*Text section*.
>> BEGIN
# Teenage Alien Ninja Turtles!?!?!?!?



## TheDivineWing22 (Mar 19, 2012)

How could Michael Bay do this? 

The turtles are ALIENS??? I already hated Michael Bay, but this is just taking things to a new extreme. He already screwed up Transformers.


----------



## The Reverend (Mar 19, 2012)

He's got a vendetta against 80s cartoons, he said so.


----------



## leandroab (Mar 19, 2012)

This blows! ahahhaha


----------



## iRaiseTheDead (Mar 19, 2012)

The hell...


----------



## highlordmugfug (Mar 19, 2012)

The Reverend said:


> He's got a vendetta against 80s cartoons, he said so.


Link to a quote or interview please?

Not that I'm doubting you, I just wanted to read it.


----------



## Demiurge (Mar 19, 2012)

I dunno... I think that the original origin story really didn't need to be fixed, unless Michael Bay thinks that the mutagen exposure thing smacks of an environmentalist allegory that will alienate the middle-America demographic.


----------



## Bloody_Inferno (Mar 19, 2012)

This is very very wrong. 

EDIT: Yes I'm aware of their more dark violent comic origins of the Turtles, but I was raised with 80s cartoons so I'm drawing the line with Michael Bay's abomination.
>> END
*Data supplied*.
>> BEGIN
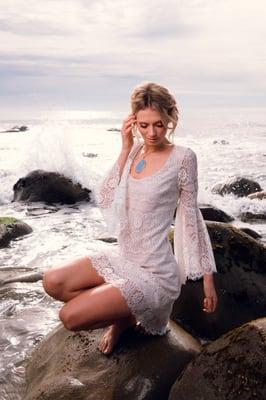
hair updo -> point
(157, 97)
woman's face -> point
(150, 125)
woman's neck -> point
(152, 148)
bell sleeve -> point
(192, 245)
(111, 194)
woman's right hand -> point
(126, 132)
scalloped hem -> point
(105, 271)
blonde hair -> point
(153, 95)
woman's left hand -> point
(210, 299)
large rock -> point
(69, 366)
(238, 186)
(240, 284)
(249, 216)
(232, 368)
(258, 195)
(49, 187)
(211, 213)
(11, 228)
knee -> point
(52, 283)
(68, 319)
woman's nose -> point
(151, 131)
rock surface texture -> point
(11, 228)
(240, 284)
(68, 365)
(239, 186)
(49, 187)
(231, 368)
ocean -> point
(80, 145)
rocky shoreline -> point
(187, 362)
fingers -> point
(131, 119)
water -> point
(62, 142)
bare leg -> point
(111, 337)
(99, 307)
(67, 281)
>> END
*The task*.
Copy out the part of the Ninja Turtles thread that begins at the words "This is very" and stops after "Michael Bay's abomination.", word for word. Rely only on the thread, not on the records.

*Task response*.
This is very very wrong. 

EDIT: Yes I'm aware of their more dark violent comic origins of the Turtles, but I was raised with 80s cartoons so I'm drawing the line with Michael Bay's abomination.